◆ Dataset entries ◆
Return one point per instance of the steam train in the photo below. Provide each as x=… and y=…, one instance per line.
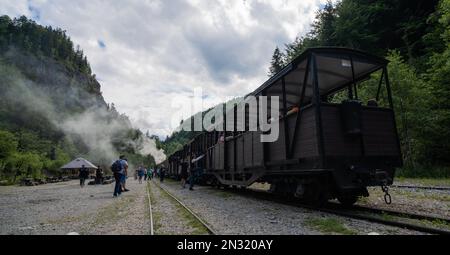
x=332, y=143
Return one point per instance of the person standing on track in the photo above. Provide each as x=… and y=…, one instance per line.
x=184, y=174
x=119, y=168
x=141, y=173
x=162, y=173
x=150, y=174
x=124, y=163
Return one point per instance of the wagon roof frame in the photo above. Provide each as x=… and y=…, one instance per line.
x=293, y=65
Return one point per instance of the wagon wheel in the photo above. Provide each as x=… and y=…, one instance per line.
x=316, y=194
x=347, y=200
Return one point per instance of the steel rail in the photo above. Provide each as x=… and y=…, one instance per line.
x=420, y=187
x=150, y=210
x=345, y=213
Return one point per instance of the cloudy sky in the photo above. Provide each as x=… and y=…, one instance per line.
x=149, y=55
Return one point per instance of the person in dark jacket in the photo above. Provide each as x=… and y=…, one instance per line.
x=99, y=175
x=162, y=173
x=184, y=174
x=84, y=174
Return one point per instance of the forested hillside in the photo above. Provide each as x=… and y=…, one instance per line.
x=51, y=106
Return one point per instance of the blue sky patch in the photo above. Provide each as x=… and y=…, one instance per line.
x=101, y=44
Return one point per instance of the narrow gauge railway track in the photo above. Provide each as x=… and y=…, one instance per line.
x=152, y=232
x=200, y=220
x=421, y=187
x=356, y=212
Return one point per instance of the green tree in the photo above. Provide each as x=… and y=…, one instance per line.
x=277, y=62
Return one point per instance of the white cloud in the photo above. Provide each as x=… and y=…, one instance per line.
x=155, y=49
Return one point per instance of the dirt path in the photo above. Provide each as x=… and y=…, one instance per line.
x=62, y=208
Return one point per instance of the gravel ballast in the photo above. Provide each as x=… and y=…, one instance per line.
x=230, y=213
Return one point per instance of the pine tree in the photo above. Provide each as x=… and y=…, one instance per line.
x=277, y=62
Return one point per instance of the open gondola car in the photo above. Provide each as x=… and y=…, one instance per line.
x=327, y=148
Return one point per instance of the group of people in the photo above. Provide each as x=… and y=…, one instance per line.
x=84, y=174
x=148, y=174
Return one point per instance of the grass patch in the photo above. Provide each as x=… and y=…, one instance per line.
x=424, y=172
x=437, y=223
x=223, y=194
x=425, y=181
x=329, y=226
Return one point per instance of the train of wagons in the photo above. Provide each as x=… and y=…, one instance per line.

◆ TASK INSTRUCTIONS ◆
Quote only the lines from the one containing "Return one point per instance of the grass" through the final line of the records, with both ends included.

◆ ANSWER SPACE ◆
Return one point per instance of the grass patch in the photo above. Provide each as x=… and y=…, one instance per line.
x=424, y=172
x=437, y=223
x=223, y=194
x=425, y=181
x=329, y=226
Return one point per instance of the train of wagons in the photo above. Provide each as x=… and y=…, one instance per line.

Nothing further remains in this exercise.